> **DATA FOR ANALYSIS**:
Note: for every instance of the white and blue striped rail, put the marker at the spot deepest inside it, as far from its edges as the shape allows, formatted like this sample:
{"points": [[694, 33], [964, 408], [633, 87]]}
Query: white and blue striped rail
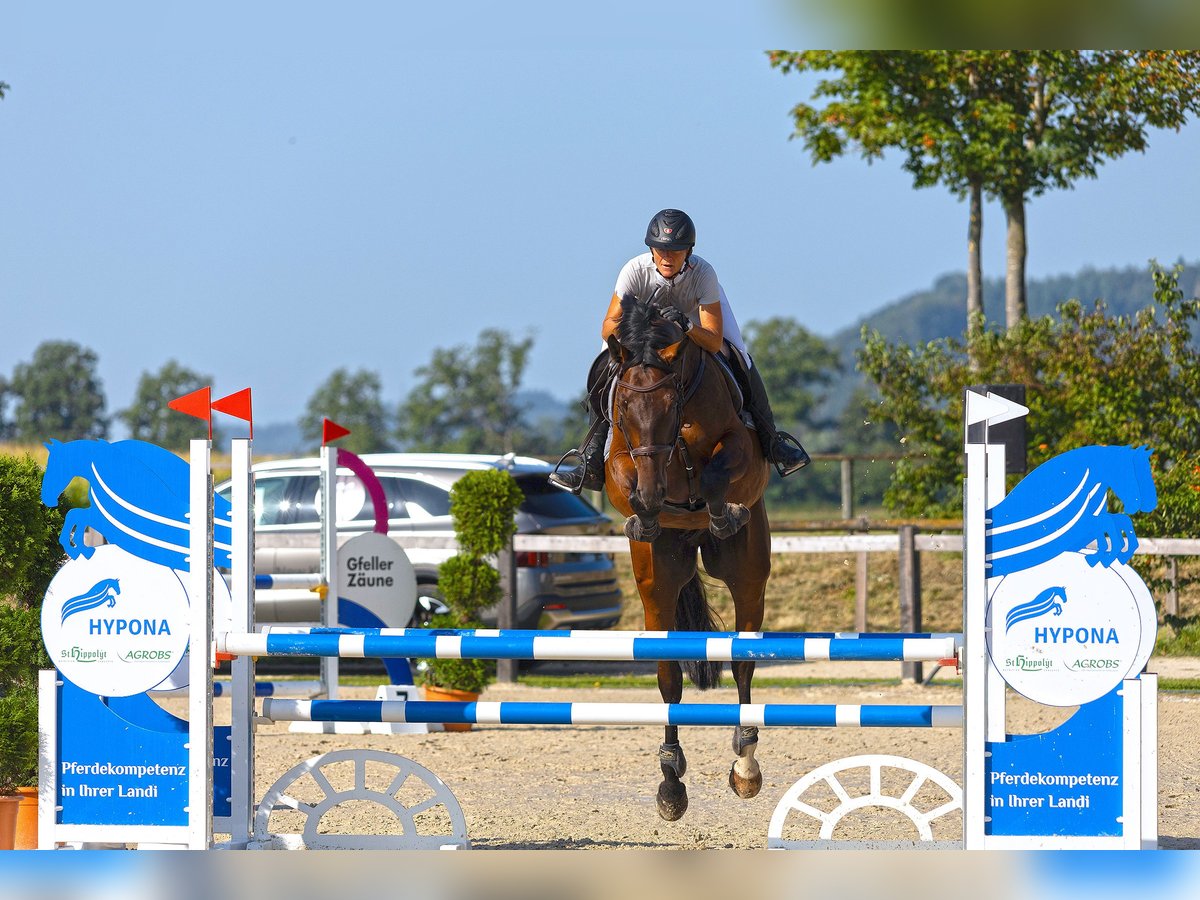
{"points": [[525, 713], [711, 646], [270, 582]]}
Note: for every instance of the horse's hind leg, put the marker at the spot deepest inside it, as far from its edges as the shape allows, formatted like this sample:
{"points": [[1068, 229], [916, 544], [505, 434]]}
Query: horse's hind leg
{"points": [[743, 563], [745, 777]]}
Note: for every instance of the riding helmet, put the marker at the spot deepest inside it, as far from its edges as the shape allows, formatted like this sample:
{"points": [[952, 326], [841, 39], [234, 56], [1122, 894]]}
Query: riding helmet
{"points": [[671, 229]]}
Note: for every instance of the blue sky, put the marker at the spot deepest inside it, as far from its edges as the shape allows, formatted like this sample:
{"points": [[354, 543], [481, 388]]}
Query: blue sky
{"points": [[270, 191]]}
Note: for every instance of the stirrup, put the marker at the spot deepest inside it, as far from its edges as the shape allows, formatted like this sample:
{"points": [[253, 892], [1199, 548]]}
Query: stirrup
{"points": [[571, 479], [786, 442]]}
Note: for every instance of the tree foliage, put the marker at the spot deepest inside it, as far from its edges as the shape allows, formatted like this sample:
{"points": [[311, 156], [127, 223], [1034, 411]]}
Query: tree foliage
{"points": [[148, 417], [466, 399], [1012, 123], [30, 552], [58, 395], [353, 400], [793, 364], [1091, 378]]}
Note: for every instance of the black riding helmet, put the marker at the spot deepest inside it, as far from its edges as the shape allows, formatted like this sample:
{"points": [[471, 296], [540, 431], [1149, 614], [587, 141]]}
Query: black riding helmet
{"points": [[671, 229]]}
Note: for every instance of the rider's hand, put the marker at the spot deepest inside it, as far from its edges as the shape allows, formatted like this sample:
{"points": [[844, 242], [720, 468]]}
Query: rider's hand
{"points": [[676, 316]]}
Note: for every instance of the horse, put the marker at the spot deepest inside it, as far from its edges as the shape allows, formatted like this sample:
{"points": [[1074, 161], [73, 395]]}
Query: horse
{"points": [[1062, 507], [689, 475], [138, 496]]}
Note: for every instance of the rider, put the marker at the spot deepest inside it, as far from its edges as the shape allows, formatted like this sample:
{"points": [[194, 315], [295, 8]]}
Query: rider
{"points": [[687, 291]]}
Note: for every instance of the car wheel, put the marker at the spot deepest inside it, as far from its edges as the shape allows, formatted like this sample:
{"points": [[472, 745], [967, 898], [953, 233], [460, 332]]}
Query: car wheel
{"points": [[430, 603]]}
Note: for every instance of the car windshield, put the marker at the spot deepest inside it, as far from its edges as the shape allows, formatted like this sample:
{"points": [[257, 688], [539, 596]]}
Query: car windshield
{"points": [[549, 502]]}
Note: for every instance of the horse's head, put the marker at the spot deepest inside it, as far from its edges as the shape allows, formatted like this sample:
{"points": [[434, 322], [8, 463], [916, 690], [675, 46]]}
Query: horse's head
{"points": [[1133, 481], [59, 472], [648, 396]]}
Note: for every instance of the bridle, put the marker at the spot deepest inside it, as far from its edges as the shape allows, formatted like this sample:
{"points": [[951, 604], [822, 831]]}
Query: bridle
{"points": [[683, 394]]}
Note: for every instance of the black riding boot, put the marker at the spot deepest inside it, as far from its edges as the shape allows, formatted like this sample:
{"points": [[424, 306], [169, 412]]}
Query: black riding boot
{"points": [[588, 472], [783, 450]]}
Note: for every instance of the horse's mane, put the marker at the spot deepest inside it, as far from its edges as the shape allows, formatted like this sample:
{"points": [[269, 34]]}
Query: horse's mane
{"points": [[642, 333]]}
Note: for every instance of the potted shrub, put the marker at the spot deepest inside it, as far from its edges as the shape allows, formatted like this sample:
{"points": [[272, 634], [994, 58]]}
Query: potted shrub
{"points": [[481, 507], [29, 557]]}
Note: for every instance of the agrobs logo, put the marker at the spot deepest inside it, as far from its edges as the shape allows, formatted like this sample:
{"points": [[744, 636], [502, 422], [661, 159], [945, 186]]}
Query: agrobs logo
{"points": [[1069, 618]]}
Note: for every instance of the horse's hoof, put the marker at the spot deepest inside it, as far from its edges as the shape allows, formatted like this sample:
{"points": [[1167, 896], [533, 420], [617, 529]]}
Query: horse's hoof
{"points": [[726, 526], [672, 801], [639, 532], [745, 787]]}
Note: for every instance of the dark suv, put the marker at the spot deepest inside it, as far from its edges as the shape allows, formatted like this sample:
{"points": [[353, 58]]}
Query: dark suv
{"points": [[553, 589]]}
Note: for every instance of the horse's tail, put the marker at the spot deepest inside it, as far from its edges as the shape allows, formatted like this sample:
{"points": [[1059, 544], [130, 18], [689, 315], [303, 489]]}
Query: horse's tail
{"points": [[693, 613]]}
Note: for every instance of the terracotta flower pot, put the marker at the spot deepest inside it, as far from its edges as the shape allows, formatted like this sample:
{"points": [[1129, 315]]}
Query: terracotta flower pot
{"points": [[9, 804], [27, 819], [449, 694]]}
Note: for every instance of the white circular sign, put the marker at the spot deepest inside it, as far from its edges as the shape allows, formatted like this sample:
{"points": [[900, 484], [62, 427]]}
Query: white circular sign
{"points": [[115, 624], [373, 571], [1066, 633]]}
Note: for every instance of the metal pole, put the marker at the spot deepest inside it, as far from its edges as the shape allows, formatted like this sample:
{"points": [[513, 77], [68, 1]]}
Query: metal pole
{"points": [[861, 593], [507, 613], [847, 487], [910, 594]]}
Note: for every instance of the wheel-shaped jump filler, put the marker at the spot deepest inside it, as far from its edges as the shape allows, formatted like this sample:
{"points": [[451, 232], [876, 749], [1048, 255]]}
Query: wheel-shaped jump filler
{"points": [[391, 768], [846, 802]]}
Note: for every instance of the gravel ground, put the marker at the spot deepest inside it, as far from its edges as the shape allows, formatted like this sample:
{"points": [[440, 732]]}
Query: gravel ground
{"points": [[593, 787]]}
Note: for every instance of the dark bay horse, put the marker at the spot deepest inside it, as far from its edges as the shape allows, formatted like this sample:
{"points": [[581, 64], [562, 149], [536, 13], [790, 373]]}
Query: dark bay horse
{"points": [[689, 475]]}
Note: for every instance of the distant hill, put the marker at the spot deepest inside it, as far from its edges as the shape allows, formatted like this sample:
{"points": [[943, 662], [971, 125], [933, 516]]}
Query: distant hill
{"points": [[941, 311]]}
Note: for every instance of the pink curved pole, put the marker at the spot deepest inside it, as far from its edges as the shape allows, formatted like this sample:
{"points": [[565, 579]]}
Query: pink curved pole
{"points": [[367, 477]]}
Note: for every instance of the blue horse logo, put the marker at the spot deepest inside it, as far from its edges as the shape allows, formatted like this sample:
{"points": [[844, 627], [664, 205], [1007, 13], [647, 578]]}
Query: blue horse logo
{"points": [[1048, 601], [139, 501], [101, 593], [1063, 507]]}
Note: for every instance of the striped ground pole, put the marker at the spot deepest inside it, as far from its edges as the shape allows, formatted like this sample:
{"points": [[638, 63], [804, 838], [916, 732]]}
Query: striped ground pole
{"points": [[717, 647], [525, 713]]}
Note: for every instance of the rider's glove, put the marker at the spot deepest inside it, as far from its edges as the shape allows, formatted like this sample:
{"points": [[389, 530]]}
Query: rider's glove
{"points": [[676, 316]]}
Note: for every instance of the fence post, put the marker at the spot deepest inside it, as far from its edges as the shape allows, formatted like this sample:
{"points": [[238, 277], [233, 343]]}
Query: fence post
{"points": [[1171, 605], [507, 612], [861, 592], [847, 487], [910, 595]]}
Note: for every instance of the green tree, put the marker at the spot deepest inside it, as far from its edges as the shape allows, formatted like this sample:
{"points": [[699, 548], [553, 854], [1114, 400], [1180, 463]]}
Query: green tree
{"points": [[149, 419], [1091, 378], [1013, 124], [352, 400], [466, 400], [792, 363], [59, 395]]}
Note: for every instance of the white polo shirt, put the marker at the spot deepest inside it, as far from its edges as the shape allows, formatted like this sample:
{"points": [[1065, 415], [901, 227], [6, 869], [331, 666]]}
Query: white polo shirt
{"points": [[694, 287]]}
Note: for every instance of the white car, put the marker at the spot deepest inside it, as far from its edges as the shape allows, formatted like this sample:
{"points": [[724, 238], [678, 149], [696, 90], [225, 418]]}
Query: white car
{"points": [[555, 591]]}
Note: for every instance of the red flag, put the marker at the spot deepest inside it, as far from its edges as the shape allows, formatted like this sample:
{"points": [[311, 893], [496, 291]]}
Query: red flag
{"points": [[331, 431], [235, 405], [238, 406], [195, 405]]}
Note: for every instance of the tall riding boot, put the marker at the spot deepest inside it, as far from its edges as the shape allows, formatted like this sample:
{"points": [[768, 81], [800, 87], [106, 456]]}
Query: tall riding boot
{"points": [[588, 472], [783, 450]]}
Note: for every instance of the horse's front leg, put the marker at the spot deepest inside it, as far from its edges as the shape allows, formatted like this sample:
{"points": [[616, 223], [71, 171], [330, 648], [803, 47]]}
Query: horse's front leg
{"points": [[672, 797], [745, 777], [75, 526], [724, 519]]}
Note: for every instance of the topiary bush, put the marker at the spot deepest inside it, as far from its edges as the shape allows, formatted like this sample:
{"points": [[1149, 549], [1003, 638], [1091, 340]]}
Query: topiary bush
{"points": [[483, 505]]}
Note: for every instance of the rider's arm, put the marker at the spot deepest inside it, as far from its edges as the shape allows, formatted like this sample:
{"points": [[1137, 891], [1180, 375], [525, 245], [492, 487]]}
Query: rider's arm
{"points": [[611, 318], [709, 333]]}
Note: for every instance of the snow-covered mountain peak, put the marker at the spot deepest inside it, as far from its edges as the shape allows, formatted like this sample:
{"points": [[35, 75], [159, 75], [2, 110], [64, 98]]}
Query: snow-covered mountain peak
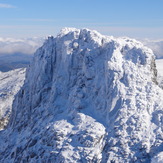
{"points": [[87, 98]]}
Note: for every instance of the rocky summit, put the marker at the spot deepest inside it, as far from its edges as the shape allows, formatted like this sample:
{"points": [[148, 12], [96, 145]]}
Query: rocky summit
{"points": [[87, 98]]}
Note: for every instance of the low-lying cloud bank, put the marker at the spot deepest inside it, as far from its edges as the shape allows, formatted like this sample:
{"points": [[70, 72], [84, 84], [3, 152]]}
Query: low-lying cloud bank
{"points": [[29, 45], [24, 46]]}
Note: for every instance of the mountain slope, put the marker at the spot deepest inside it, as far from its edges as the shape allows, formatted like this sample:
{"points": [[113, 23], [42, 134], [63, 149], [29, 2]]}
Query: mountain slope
{"points": [[86, 98], [10, 83]]}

> **INSTRUCTIONS TO FOLLOW**: Beginning with the line where "Note: for every instance of the topiary" appears, reproduce every remaining line of the listing above, the last one included, but none of the pictures.

> **ANSWER AREA**:
Note: for every instance of the topiary bush, put the marker at the spot deepest inside it, as far from its edges as the shape allows, formatted like this sample:
{"points": [[1149, 549], [1003, 638], [1091, 340]]}
Query: topiary bush
{"points": [[483, 505]]}
Note: for every instance of the rider's arm, put the marker at the spot deepest inside it, as far from its edges as the shape allows, formatted like this sample:
{"points": [[1137, 891], [1180, 375], [525, 245], [492, 487]]}
Query: rider's arm
{"points": [[611, 318], [709, 333]]}
Note: for every instance of the snow-covered mountain peak, put the marker at the spot deepest inside it, as far from its edges as the shape allows, formatted like this sample:
{"points": [[35, 75], [159, 75], [2, 110], [64, 98]]}
Query: snow-covered mountain peak
{"points": [[87, 98]]}
Note: for every instance of the rocky summit, put the marker at the spot deepest inside it, as far from its edges as the shape allows, formatted like this sample:
{"points": [[148, 12], [96, 145]]}
Query: rocky summit
{"points": [[87, 98]]}
Note: for every instance of the low-lying cloud bank, put the marker at the spot deepest inside it, as far from its edges as the shape allows, formatted like this sample:
{"points": [[70, 72], [84, 84], [3, 152]]}
Query: low-lying cloud bank
{"points": [[29, 45], [24, 46]]}
Note: for every instance of the mountain slope, put the marker at the spot deepest inside it, as far from its edges as the shape allows, formatted like this sample:
{"points": [[113, 23], [42, 134], [63, 149], [29, 2]]}
Query: mountain slope
{"points": [[86, 98], [10, 83]]}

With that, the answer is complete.